*Work item:*
Give back, word for word, the lines in the listing below from the one holding "Mark every instance of the granite" down to the one holding "Mark every instance of the beige floor", both ends included.

*** Begin section ***

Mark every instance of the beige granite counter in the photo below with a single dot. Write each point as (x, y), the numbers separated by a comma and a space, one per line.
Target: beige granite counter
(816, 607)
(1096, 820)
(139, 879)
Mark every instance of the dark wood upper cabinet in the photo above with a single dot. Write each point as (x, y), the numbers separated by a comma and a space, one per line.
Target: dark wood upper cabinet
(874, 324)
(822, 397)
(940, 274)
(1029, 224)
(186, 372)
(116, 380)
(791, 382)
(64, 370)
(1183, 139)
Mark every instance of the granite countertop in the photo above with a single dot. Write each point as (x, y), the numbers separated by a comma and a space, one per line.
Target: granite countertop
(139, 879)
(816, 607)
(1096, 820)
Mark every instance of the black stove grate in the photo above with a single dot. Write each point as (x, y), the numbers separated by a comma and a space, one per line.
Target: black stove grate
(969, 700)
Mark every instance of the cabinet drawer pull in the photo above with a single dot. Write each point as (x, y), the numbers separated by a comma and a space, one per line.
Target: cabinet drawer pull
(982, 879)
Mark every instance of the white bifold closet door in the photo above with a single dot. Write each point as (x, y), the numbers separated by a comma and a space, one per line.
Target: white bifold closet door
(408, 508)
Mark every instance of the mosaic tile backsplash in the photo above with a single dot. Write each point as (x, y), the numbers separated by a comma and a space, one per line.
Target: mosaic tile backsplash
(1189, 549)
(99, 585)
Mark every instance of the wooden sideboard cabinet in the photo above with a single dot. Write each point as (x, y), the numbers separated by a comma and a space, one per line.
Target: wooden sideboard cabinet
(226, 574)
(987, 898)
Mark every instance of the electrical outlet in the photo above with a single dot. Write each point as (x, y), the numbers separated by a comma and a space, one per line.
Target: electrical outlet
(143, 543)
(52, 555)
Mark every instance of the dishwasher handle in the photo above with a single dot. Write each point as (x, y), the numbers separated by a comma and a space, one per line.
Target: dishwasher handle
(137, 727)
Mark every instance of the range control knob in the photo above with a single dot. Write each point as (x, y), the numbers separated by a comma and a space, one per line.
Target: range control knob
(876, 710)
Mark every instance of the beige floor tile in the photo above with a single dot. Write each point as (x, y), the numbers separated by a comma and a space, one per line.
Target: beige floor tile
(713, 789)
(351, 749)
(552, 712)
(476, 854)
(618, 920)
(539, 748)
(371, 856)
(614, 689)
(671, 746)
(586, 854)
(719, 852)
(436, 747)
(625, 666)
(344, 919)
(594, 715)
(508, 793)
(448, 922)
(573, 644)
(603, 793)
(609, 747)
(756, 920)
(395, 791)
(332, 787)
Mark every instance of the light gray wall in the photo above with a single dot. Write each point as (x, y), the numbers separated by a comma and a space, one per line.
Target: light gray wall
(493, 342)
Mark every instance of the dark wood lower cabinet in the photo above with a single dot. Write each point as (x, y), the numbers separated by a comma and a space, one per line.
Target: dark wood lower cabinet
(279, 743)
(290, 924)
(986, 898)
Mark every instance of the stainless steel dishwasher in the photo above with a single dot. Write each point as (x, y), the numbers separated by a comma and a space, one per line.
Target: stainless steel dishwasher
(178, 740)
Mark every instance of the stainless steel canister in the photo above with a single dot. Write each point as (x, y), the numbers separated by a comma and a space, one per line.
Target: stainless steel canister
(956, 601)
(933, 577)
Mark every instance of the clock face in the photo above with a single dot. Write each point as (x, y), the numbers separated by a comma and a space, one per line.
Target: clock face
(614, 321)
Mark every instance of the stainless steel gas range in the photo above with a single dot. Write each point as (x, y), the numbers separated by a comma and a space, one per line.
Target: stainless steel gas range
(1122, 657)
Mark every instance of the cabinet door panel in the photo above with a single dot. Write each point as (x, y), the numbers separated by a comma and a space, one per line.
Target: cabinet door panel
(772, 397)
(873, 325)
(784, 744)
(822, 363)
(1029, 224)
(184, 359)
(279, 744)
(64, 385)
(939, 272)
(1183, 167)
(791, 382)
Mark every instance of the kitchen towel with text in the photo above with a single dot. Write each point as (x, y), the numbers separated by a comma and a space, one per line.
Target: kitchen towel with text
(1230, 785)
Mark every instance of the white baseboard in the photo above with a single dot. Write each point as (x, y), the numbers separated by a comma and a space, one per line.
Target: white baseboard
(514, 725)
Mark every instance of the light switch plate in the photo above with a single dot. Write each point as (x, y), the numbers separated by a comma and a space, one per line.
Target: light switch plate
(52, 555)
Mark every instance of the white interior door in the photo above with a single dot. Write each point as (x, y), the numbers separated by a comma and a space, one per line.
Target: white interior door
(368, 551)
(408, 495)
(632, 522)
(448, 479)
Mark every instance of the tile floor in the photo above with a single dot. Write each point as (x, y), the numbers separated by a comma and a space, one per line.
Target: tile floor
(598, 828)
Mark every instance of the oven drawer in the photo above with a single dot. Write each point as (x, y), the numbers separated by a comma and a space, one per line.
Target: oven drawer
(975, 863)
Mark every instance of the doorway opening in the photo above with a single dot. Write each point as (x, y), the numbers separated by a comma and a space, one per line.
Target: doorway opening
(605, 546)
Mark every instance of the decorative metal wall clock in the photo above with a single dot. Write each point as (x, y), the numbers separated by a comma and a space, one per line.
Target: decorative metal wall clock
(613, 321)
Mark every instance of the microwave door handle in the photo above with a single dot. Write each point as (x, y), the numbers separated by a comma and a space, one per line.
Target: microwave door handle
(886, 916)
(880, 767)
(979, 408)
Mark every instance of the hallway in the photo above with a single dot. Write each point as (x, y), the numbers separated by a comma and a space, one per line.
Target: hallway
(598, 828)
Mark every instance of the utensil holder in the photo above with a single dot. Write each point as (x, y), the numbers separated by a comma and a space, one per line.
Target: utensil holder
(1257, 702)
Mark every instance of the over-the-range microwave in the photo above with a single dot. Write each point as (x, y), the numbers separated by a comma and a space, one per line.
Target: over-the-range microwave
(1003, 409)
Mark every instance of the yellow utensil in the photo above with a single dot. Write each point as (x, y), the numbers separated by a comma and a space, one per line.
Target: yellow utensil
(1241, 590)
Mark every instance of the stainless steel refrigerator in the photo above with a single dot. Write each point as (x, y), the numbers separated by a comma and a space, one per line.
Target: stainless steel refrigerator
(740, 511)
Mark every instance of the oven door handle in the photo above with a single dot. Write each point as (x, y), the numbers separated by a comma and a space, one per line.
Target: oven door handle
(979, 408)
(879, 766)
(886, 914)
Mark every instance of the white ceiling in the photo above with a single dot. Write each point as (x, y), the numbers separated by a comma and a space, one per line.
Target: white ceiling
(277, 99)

*** End section ***
*** Begin section ***

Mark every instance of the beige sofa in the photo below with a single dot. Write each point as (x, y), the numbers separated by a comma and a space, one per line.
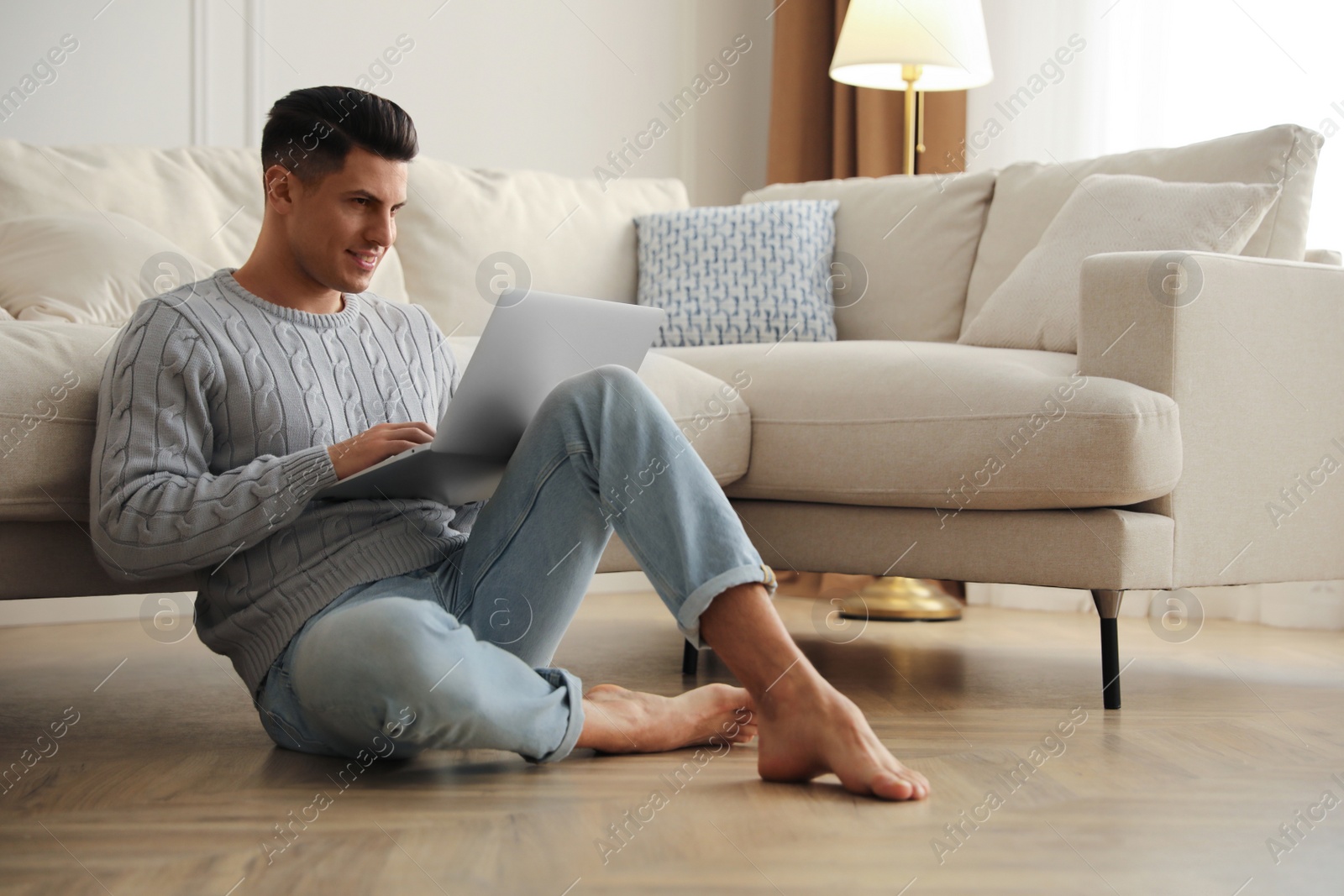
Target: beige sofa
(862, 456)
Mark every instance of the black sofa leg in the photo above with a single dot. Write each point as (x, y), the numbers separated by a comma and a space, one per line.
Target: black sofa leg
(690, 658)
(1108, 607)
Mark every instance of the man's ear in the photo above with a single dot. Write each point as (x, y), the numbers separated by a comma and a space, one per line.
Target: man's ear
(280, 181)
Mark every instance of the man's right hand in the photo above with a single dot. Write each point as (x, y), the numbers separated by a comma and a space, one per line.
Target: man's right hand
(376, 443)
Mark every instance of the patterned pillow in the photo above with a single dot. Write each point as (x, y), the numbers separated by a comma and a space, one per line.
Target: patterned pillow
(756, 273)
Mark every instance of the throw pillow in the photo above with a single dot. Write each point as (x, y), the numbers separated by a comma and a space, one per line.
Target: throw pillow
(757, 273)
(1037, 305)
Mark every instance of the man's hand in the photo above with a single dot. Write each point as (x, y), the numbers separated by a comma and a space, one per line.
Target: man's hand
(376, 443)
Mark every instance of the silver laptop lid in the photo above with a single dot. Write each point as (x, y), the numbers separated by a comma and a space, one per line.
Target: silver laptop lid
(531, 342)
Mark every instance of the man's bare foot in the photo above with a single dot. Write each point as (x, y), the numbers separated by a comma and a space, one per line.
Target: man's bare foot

*** End section ***

*Answer:*
Mark every instance of the granite countertop in the photo above with a single dot. Write each point as (x, y), the numbers separated by a comma and a space, one per line.
Target: granite countertop
(139, 879)
(816, 607)
(1096, 820)
Mark every instance of the black stove grate in the photo above with a single dot. Write each point as (x, y), the numbers separated by a comma and a space, one per line.
Target: black stove grate
(969, 700)
Mark every instance of the cabinet drawer pull in the photo above with a single dot. Write each point as (x, y), the numbers separated by a comma and a space, one per line.
Target: cabinet drawer pull
(982, 879)
Mark every instance of the white bifold closet door in the photo above with a single dot. Write each point as (x, y), the numbers separated by a comma and a space, one per line.
Target: white bifold closet door
(408, 508)
Mark every instance of the mosaic tile backsplash in the photo above with a single dot. Write each point as (x, y), the numbers separated by a comma and a space, one per line.
Target: mosaic tile backsplash
(1189, 549)
(99, 585)
Mark every instance of the wooden sideboard cabinet in the photo above with a single dot. Write each point as (x, y), the numbers separated by a comma and a space, one per line.
Target: wooden sideboard cabinet
(226, 574)
(987, 898)
Mark every instance of the electrical outlet in the photo above with a single dot. Write each point as (x, y), the numbers separated by a comma and a space, one per line.
Target: electrical outlet
(143, 543)
(52, 555)
Mark every instance of the dishwasher handle in the photo above with a single dot. Write each point as (x, y), the numbers separated by a comma and a space, one per line.
Target: dishwasher handle
(137, 727)
Mark every instance of the range control knob in the photo above with a single dot. Write each point as (x, y), the numbers separated by a comma and a space, one per line.
Target: range control knob
(876, 710)
Mark every instance of the beige floor tile in the photo above with a single dot. Write each point as (x, y), the numbers separated by a comma and a space, one per line.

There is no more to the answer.